Instructions for the task
Could you copy out every one of the items below, word for word and with nothing changed?

Materials provided
● ● ● ● ● ● ●

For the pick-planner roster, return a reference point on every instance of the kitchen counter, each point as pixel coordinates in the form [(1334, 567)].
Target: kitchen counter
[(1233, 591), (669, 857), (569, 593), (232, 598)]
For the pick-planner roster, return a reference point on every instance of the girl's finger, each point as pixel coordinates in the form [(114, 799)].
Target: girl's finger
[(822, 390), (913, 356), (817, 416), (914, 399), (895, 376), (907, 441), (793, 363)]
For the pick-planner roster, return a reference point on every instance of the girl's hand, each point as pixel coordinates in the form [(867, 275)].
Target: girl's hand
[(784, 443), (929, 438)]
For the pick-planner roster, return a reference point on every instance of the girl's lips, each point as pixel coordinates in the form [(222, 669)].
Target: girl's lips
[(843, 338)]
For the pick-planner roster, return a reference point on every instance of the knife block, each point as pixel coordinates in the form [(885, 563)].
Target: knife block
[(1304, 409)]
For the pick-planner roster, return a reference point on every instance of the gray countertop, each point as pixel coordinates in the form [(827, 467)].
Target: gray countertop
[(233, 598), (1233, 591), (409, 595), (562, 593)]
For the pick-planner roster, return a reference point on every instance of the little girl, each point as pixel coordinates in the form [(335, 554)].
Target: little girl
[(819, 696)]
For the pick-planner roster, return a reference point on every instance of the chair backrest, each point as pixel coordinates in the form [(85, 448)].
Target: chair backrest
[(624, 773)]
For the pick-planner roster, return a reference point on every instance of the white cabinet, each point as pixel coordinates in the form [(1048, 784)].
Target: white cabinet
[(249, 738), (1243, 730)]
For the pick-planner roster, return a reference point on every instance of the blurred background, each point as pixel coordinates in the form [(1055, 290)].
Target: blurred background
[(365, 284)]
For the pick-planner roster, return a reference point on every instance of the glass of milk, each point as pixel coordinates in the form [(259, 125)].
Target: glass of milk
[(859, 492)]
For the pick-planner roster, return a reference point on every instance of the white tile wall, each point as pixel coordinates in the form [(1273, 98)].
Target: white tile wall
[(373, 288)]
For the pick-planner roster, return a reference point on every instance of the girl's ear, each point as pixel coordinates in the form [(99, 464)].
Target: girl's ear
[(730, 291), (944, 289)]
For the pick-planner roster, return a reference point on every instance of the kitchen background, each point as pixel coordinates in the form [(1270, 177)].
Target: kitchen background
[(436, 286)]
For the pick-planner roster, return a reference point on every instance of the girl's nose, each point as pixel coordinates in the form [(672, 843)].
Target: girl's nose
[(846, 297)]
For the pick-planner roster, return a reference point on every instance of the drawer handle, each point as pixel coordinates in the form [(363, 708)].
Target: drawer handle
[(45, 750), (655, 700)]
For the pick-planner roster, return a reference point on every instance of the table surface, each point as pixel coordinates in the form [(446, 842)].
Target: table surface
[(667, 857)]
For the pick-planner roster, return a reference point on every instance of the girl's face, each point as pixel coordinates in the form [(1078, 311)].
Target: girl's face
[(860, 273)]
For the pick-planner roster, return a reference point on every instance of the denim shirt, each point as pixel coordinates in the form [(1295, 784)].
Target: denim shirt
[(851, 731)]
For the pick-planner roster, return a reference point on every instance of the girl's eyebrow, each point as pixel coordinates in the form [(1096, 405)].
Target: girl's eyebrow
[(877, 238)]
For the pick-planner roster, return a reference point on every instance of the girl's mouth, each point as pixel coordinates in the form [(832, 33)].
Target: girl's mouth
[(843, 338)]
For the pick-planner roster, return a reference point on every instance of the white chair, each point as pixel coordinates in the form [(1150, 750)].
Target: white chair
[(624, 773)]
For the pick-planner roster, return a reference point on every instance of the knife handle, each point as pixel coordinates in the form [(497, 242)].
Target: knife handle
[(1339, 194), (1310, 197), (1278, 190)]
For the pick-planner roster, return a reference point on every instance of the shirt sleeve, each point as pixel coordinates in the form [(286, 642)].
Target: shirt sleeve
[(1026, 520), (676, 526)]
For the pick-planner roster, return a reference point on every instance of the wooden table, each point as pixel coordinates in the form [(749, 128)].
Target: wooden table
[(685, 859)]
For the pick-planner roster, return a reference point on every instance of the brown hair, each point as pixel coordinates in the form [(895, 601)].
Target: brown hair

● ● ● ● ● ● ●

Finished answer
For the pick-planner roster, return a reference point on every instance of the kitchen counter, each point as pixel coordinates in the form [(1334, 567)].
Target: kitchen counter
[(1233, 591), (669, 857), (569, 593), (232, 598)]
For the pick-planner roster, return a reference point on every instance of the girl's finger, each point as pixel coordinates in the form [(114, 799)].
Target: girl's finger
[(822, 390), (913, 356), (817, 416), (914, 399), (895, 376), (907, 441), (793, 363)]
For the pick-planner roster, return a reference point on every instance of the girl's hand, each point as pixel coordinates in the form [(867, 275)].
Target: girl's hand
[(784, 443), (929, 438)]
For the pick-planner roster, return a reference point on every instance of the girl's lips, each point as pixel coordinates in the form [(222, 669)].
Target: girl's lips
[(843, 338)]
For the pick-planner roster, return a reference point on every instance of the knife block, each point as pixel coordinates in the form [(885, 563)].
Target: knife block
[(1304, 409)]
For the pick-planner roster, return a reference point on every instance of the gray countertop, each point as pixel coordinates in the form [(827, 467)].
Target: gray countertop
[(233, 598), (1233, 591), (409, 595), (562, 593)]
For the pick-planner roster, return a reference point on every instance of the little girl, each point as pixel coordinates in the form [(335, 554)].
Target: little girl
[(819, 696)]
For the pick-planner roster, return a reference point on every instance of the chair backrest, each point as pixel coordinates in the form [(85, 448)].
Target: chair backrest
[(624, 773)]
For the pick-planner roster, return a reference point on every instance of the white cabinet, each point as pixel coordinates in the form [(1048, 784)].
Target: white cabinet
[(249, 738), (1243, 730)]
For the pick-planner roster, return a reference point on every instance of the blurred background, each point as pixel coordinates in the form [(1055, 290)].
Target: blurred background
[(365, 284)]
For the pick-planner roster, return a reference point on every instance of the glass of milk, each point as pixel coordinates in the form [(259, 125)].
Target: glass of milk
[(859, 492)]
For the pick-planner roster, return a reference point on every instance of the white tile wall, each point as pixel coordinates in the form [(1273, 98)].
Target: white tile wall
[(373, 288)]
For the pick-planner roster, return a reference point on every instance of the girl's ear, each point as pixel coordinates in the form [(99, 464)].
Target: girl's ear
[(730, 291), (944, 289)]
For the pick-planner roster, return a reference point on every instance of the kitchen background, each point as pixel coordinates in the form [(1270, 177)].
Target: kitchen background
[(436, 286)]
For the pick-planner roster, return a reference point on every instance of the girl's nose, each point as pixel coordinates in the form [(672, 843)].
Target: girl's nose
[(846, 297)]
For the pick-planner roster, return a reference point on every instance of the drawer handle, each point as pixel coordinates in the form [(363, 708)].
Target: drawer handle
[(45, 750), (655, 700)]
For the pick-planner roster, return a reference point on every instance of the table surface, each point as pixel coordinates in the form [(446, 842)].
Target: table surface
[(667, 857)]
For the pick-planner roster, return a reference point on every instance of the girl's face, each point as pixel coordinates in the form [(1078, 311)].
Target: girl's face
[(860, 273)]
For the pick-planner roster, return a reference point on every instance of the denim shirt, each point as pixel coordinates in the form [(1295, 784)].
Target: denim shirt
[(851, 731)]
For the pick-planner roster, return a reference point on every instance of the girl's eyebrow, each point as pixel coordinates in the form [(1096, 405)].
Target: girl's eyebrow
[(877, 238)]
For the pick-planner roster, return a reference point on every instance of the girl's mouth, each point as pixel coordinates in the form [(832, 33)].
Target: girl's mouth
[(843, 338)]
For the pick-planner roster, return a reference point on every instance of the white chair, each point as pixel coordinates in the form [(1150, 750)].
Target: white chair
[(624, 773)]
For the pick-planner roster, return a reference point on every instance of the knife handle, each point as pixel coordinates in the form [(497, 242)].
Target: knife handle
[(1339, 194), (1310, 197), (1278, 190)]
For the pick-planner roster, return a reference point on every instance of the shirt sleeve, each point as pixel coordinates in the form [(286, 642)].
Target: shirt sleeve
[(1026, 520), (676, 526)]
For the pick-planner roster, return a reference point on every instance of the wooden table, each point as pixel coordinates in the form [(749, 128)].
Target: wooden table
[(685, 859)]
For the pick-planner roster, return a reference point on every instance of the brown hair, each point as pixel coordinates in the form [(895, 601)].
Target: brown hair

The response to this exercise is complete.